## The problem
What lines in the listing below hold the string "brown"? Please copy them out.
━━━━━━━━
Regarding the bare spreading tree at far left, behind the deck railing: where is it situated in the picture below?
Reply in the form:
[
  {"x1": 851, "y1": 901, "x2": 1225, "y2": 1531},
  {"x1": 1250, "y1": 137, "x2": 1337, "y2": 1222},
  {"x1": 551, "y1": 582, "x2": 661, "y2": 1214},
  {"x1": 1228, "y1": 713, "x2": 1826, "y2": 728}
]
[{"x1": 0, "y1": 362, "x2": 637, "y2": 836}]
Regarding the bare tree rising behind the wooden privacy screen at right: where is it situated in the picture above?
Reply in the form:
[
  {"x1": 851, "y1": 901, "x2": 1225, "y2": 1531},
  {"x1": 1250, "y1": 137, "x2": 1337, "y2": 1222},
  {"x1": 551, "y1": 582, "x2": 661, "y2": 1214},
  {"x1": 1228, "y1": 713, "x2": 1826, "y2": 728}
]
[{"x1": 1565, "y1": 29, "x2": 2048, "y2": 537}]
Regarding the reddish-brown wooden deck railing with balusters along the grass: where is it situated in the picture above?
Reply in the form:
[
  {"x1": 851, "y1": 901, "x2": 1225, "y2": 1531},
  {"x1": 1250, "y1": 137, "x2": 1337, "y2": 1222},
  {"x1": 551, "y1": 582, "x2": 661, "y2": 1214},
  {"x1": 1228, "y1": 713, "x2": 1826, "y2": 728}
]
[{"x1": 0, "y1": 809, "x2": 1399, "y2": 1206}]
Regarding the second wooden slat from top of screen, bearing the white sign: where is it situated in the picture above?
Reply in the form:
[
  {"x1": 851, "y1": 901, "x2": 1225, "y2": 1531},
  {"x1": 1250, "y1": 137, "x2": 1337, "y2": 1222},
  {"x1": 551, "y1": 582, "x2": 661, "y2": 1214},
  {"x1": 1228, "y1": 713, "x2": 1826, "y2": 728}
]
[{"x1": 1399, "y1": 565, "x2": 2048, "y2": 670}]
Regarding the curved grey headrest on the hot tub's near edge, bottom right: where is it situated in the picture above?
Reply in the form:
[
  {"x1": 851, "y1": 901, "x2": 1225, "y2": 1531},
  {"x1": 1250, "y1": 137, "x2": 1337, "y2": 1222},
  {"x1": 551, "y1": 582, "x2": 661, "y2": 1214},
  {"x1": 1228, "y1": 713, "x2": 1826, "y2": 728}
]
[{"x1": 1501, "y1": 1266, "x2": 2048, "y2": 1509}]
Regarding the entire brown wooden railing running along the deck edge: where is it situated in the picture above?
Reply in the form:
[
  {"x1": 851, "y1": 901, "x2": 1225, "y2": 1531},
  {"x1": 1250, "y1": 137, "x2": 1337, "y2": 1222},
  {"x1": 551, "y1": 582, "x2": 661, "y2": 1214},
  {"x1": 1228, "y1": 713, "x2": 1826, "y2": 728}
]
━━━━━━━━
## Expected answer
Regarding the reddish-brown wooden deck railing with balusters along the grass: where is it situated in the picture above?
Regarding the entire brown wooden railing running along the deck edge: where is it situated in the picture above?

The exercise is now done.